* _Text shown_
--- START ---
Today a poem that I wrote when she was born came into my mind.

Her cry broke the silence
a thousand years thick
Time fell like rain
frenzied and quick
A life wound up tight
has now been let go
What direction will it jettison
is what we none know

Well now I know. She jettisoned toward truth and beauty and music and nature and ultimately toward her creator God. She is a blessing, and I would go through the birth process again for her in a minute. And I probably will.

My daughter comes home in 22 hours.
I always cut my I-teeth on Avonlea.
There's just no one like her.

Monday, June 25, 2018

Trusty, dusky, vivid, true

She was 6 at her first piano recital.


I sat in our church sanctuary with my family and watched her pound out her simple song and I had absolutely no idea that I had just buckled my seat belt for a journey.
12 years later I am sitting in the same sanctuary listening again to her play.


There are differences. It's not a simple song and she doesn't pound. My dad is no longer sitting with us. Avonlea is taller and sweeter. The journey that I didn't know I started is coming to an end and there is an element of shock, as if a sudden stop informed me of how fast I had been traveling.

Avonlea leaves for Bible College in New Zealand in 2 weeks.

I will miss more things than I can chronicle, but near the top of the list is her music.

I can remember when we told her she could take harp lessons. She didn't gush but she came into the kitchen later and said, "I'm not saying much because my heart is in my throat." That's Avonlea's chronic state. The spoken word that solidifies her heart is difficult for her to express. Her fingers take the place of her vocal chords. She plays her heart on the piano and harp. It's always sweet and lovely and often playful. When I'm hurting or upset, her music is a hug and calm words. When I'm grumpy her music is cheerful and I can't help but caper. Her music draws cats onto her lap and people into the room.

Like Avonlea, her music has just always been there. Always, an important part of my life, my day.
My mother reminds me I'm building a legacy.
My pastor reminds us that we're building a cathedral, not just a square stone.
My mind reminds me that I gave Avonlea to God long ago and that this next step is natural and healthy.
But my heart doesn't acknowledge any of these things!
My heart just loves her and wants her near!!!


Last year when I was planting my rose garden, Dave brought home a rose for Avonlea. It is called the New Zealand Rose. It has more blooms than any of my other roses. The scent of it is amazing. Somehow, the rose bush is comforting me right now. I am allowing her to bloom somewhere else. Other people will be given the scent of her laughter and music and Avonlea-ness. I know she will bring joy and healing and wisdom to those she meets because she loves Jesus and follows Him with all her heart.
--- END ---
* _Record extracts_
--- START ---
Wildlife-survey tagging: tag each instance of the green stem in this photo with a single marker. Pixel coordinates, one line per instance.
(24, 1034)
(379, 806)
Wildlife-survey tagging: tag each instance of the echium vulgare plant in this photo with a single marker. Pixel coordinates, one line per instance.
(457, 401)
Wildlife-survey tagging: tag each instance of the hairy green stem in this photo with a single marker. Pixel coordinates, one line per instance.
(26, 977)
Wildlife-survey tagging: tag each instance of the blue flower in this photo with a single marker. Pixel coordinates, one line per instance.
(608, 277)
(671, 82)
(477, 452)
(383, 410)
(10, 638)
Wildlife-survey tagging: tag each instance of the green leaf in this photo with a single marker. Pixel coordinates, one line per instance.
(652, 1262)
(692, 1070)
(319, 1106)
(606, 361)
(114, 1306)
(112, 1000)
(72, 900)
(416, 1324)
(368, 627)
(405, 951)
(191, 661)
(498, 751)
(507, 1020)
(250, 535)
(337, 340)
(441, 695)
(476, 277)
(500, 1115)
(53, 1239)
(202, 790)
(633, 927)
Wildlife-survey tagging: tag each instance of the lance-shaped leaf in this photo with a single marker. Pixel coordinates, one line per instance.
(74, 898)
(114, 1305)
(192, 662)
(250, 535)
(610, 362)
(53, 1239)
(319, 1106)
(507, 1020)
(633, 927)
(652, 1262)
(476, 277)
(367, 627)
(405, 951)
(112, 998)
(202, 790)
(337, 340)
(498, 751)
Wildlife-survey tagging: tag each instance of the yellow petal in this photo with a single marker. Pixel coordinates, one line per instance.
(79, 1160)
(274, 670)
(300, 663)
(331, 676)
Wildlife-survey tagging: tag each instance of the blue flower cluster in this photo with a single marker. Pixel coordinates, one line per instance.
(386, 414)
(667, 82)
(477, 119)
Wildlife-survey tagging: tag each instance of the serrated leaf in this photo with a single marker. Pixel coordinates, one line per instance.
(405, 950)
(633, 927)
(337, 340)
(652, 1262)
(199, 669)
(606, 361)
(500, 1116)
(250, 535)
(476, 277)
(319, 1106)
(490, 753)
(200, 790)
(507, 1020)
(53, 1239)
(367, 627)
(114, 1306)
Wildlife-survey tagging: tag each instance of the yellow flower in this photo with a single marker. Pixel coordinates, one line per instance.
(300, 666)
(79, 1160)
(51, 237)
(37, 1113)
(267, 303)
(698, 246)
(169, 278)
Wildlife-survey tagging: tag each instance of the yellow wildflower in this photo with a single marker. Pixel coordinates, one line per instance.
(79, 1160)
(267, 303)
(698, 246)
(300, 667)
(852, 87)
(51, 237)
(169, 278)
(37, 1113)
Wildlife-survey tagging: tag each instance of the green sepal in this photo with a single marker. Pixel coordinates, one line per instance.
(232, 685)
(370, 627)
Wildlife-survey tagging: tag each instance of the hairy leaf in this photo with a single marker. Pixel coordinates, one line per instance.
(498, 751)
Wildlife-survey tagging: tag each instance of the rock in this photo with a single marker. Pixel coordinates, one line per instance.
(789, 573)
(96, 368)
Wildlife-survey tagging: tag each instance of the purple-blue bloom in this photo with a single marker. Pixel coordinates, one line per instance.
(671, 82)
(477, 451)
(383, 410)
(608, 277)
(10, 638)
--- END ---
* _Work to be completed_
In the blog post about Avonlea, what is the name of the rose that Dave brought home for her?

* _Problem solution_
The New Zealand Rose.